To do:
What you give back must match the data exactly, minus the pictures.

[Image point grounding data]
####################
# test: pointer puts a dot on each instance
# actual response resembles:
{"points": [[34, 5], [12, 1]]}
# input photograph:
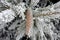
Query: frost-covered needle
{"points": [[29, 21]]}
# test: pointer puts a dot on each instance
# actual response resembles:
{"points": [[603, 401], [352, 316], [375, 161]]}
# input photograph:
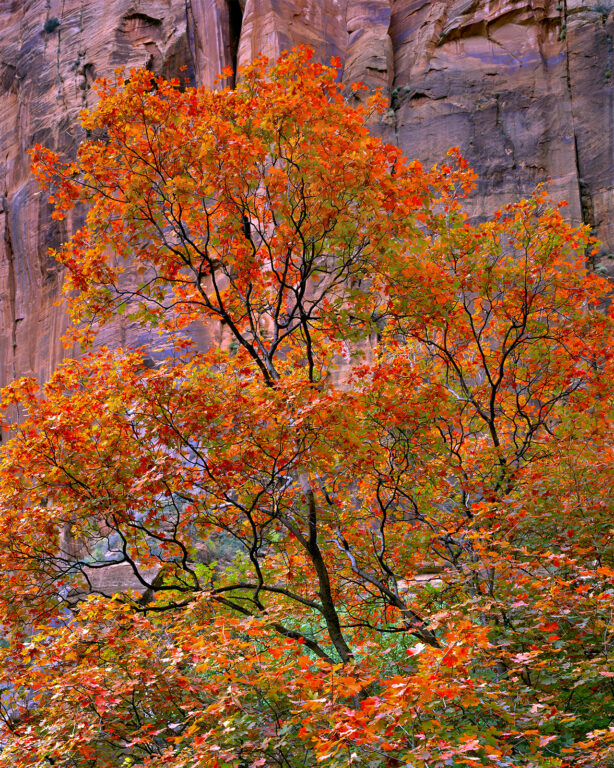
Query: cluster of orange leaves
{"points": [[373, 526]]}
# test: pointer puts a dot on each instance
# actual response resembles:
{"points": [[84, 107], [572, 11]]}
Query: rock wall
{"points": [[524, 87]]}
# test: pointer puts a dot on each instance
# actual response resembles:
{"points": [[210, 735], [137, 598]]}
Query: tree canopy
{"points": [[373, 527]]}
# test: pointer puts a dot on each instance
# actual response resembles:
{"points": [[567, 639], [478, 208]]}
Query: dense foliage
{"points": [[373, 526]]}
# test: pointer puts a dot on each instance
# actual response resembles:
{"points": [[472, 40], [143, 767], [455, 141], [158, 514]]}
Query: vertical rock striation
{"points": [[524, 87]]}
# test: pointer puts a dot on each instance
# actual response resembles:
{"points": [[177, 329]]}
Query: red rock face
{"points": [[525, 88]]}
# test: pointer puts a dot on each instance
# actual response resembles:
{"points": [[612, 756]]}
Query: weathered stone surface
####################
Task output:
# test: pointer puts a dot on each instance
# actual response resembles:
{"points": [[34, 5], [12, 1]]}
# input photograph:
Query: frost-covered needle
{"points": [[29, 21]]}
# test: pointer puts a dot on each instance
# actual response resembles:
{"points": [[603, 401], [352, 316], [375, 161]]}
# input photograph:
Query: cluster of orange leaves
{"points": [[373, 526]]}
# test: pointer puts a dot on each instance
# actual response resembles:
{"points": [[84, 107], [572, 11]]}
Query: rock wall
{"points": [[524, 87]]}
# test: pointer puts a dot on each instance
# actual response resembles:
{"points": [[210, 735], [137, 598]]}
Query: tree canopy
{"points": [[373, 527]]}
# test: pointer puts a dot on each instance
# actual response resembles:
{"points": [[567, 639], [478, 208]]}
Query: dense foliage
{"points": [[373, 526]]}
# test: pointer puts a dot on each instance
# actual response resembles:
{"points": [[472, 40], [143, 767], [455, 141], [158, 514]]}
Query: vertical rock striation
{"points": [[524, 87]]}
# test: pointer puts a dot on each instance
# actual response resembles:
{"points": [[177, 329]]}
Query: red rock face
{"points": [[525, 88]]}
# test: pointer puts a dot on each instance
# actual response resembles:
{"points": [[612, 756]]}
Query: weathered stone surface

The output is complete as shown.